TASK TO CARRY OUT:
Exactly the lines from the start of the data through the line containing "box: [242, 228, 375, 515]" should be output, with both ends kept and nothing added.
┌────────
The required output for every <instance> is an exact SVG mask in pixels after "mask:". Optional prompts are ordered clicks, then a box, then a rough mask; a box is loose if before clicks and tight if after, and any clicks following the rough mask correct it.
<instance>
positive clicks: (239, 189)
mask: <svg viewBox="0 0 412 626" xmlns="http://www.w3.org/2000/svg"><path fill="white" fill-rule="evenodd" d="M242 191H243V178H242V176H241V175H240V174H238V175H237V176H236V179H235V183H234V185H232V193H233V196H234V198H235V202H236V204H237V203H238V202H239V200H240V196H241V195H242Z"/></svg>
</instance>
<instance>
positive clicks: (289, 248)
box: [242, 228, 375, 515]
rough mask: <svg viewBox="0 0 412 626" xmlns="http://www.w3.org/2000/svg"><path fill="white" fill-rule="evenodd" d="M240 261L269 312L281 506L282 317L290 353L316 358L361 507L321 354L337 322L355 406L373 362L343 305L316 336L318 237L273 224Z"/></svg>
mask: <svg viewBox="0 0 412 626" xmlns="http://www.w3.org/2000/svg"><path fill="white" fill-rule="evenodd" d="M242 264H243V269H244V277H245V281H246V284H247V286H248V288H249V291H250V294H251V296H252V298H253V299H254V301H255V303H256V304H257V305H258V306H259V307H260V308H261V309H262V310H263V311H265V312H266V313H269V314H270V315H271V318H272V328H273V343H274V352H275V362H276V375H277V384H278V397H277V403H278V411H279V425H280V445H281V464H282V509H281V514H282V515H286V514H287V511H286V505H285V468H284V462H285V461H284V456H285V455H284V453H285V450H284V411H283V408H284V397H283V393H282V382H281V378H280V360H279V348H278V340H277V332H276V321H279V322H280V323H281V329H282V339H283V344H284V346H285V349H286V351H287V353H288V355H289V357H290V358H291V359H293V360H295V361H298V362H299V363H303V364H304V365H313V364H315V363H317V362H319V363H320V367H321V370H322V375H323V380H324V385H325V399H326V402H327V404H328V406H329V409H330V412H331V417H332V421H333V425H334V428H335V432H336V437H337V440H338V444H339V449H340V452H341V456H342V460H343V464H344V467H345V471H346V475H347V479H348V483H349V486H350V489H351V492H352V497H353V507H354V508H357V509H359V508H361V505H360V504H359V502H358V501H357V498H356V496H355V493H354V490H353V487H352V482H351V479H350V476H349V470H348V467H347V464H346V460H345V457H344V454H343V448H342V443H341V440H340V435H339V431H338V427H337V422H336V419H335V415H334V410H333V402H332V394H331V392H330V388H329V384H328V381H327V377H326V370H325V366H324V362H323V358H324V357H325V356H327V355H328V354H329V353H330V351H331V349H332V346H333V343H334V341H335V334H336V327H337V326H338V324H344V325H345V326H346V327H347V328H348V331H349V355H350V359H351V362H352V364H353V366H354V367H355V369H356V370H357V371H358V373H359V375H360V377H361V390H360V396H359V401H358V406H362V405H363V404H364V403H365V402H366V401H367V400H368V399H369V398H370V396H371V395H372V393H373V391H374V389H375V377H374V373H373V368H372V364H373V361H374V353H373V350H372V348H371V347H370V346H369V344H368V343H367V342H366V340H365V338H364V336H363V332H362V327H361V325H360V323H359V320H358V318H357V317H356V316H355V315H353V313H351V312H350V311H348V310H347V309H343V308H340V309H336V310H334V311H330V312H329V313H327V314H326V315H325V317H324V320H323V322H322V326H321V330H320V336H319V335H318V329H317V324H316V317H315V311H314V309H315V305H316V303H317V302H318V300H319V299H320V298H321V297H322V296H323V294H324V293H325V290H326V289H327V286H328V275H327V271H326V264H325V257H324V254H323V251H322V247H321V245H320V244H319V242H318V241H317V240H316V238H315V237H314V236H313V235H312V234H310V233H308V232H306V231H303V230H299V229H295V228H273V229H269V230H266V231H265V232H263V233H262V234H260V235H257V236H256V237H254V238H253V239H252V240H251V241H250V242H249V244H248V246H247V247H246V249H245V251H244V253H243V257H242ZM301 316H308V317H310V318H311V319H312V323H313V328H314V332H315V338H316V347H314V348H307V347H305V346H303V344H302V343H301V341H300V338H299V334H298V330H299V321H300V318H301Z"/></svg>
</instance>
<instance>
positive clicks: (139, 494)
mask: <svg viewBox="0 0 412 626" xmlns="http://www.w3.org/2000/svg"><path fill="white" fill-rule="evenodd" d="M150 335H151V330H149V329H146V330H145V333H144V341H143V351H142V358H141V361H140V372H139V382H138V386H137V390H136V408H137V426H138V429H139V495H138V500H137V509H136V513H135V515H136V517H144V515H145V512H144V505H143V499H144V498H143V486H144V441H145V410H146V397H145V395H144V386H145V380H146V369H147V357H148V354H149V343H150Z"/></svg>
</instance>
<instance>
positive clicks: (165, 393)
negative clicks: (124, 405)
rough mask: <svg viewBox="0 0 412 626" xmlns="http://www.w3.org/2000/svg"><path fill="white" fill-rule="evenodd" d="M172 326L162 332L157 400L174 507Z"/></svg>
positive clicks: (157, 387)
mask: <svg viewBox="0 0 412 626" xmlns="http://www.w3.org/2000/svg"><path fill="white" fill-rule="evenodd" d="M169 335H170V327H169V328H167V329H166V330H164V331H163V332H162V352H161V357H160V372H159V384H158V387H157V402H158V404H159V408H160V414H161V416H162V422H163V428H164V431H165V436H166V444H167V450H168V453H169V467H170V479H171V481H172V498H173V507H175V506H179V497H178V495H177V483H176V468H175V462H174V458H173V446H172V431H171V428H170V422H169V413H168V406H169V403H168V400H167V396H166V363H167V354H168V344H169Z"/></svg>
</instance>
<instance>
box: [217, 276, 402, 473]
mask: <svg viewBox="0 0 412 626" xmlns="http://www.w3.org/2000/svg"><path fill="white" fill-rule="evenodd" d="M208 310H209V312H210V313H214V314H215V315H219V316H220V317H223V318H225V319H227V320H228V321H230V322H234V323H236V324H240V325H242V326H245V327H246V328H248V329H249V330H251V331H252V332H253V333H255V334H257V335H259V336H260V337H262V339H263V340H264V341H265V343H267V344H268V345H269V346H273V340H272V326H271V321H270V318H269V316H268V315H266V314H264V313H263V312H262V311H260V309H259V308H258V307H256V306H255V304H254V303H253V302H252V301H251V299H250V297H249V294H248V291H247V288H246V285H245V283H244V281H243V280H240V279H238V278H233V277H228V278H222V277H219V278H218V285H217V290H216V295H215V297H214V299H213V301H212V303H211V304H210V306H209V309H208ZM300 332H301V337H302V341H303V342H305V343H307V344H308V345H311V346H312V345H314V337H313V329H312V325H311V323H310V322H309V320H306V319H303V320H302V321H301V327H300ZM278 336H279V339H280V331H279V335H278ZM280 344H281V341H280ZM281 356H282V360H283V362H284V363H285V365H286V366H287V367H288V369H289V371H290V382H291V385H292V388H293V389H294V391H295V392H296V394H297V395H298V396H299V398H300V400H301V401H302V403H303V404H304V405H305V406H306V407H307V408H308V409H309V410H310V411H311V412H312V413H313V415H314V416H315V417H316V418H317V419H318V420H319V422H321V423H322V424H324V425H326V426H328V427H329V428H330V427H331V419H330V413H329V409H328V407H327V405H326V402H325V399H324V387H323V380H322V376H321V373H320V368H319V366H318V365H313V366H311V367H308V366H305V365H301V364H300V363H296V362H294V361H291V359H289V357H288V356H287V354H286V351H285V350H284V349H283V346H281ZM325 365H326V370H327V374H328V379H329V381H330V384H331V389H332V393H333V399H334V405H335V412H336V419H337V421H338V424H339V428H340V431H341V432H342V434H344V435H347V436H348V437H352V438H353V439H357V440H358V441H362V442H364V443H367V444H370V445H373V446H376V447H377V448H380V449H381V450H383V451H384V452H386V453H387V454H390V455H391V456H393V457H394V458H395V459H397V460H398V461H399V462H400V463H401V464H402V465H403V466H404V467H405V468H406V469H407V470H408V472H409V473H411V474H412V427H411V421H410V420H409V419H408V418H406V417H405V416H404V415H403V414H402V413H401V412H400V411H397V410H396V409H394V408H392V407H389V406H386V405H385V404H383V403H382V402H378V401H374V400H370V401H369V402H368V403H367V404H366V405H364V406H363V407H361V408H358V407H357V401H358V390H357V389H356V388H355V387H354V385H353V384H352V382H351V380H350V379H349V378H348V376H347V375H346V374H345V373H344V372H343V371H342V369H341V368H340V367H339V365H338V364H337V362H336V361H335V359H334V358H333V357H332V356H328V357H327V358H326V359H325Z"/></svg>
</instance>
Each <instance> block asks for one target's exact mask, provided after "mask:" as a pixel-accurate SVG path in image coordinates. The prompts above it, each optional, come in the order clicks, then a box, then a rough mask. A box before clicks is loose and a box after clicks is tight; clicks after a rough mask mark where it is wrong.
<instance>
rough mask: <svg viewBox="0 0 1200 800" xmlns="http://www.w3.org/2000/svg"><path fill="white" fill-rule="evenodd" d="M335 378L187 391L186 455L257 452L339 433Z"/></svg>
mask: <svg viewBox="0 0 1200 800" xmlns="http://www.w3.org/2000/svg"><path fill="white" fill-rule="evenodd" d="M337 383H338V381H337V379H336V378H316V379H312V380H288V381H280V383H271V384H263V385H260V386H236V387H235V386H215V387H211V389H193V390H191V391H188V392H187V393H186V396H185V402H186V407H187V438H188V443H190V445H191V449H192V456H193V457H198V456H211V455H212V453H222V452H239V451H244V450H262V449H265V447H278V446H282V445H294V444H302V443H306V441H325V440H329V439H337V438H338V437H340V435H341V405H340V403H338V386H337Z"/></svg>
└────────
THE COMPLETED TASK:
The required output for every <instance> is an exact SVG mask in pixels after "mask:". Optional prompts are ordered clicks, then a box, then a rough mask; a box is loose if before clicks and tight if after, and any clicks following the rough mask correct it.
<instance>
positive clicks: (239, 189)
mask: <svg viewBox="0 0 412 626" xmlns="http://www.w3.org/2000/svg"><path fill="white" fill-rule="evenodd" d="M242 191H243V178H242V176H241V175H240V174H238V175H237V176H236V179H235V183H234V185H232V193H233V196H234V198H235V202H236V204H237V203H238V202H239V200H240V196H241V195H242Z"/></svg>
</instance>
<instance>
positive clicks: (289, 248)
box: [242, 228, 375, 515]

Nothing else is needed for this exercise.